• [DATA]:
**********
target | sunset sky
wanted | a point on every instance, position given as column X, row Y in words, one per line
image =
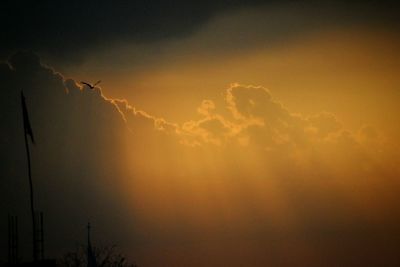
column 237, row 133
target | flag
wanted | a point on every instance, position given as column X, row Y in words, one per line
column 27, row 124
column 91, row 258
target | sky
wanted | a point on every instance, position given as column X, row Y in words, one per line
column 231, row 133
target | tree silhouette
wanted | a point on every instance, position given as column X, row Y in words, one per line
column 106, row 256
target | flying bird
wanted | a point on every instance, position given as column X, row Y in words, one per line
column 91, row 86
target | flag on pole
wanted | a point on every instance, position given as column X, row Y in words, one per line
column 27, row 124
column 91, row 258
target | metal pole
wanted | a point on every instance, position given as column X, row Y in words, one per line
column 41, row 236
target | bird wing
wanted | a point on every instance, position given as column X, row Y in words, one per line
column 88, row 84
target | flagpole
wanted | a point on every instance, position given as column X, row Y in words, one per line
column 31, row 196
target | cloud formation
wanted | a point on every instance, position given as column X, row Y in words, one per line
column 250, row 172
**********
Write out all of the records above word for word, leaving out the pictures.

target | sunset sky
wanted | a point on every instance, position given as column X, row Y in words, one per line
image =
column 237, row 133
target | flag
wanted | a point on every instance, position given as column X, row Y in words, one per line
column 27, row 124
column 91, row 258
target | sky
wanted | a point on every instance, position given as column X, row Y in words, one per line
column 231, row 133
target | tree silhouette
wanted | a point on every instance, position given as column X, row Y in words, one per line
column 106, row 256
target | flying bird
wanted | a point on every instance, position given as column X, row Y in words, one per line
column 91, row 86
target | flag on pole
wanted | a point on every instance, position given as column X, row Y in words, one per line
column 27, row 124
column 91, row 258
target | metal pole
wanted | a point on every instance, position given as column X, row Y in words, one per line
column 41, row 236
target | bird wing
wanted | a point on every instance, position given as column X, row Y in words, one per line
column 88, row 84
target | flagpole
wanted | a point on every instance, position given as column X, row Y in words, one per line
column 31, row 196
target | cloud formation
wanted | a point on every instance, position given as column X, row Y in words, one per line
column 250, row 172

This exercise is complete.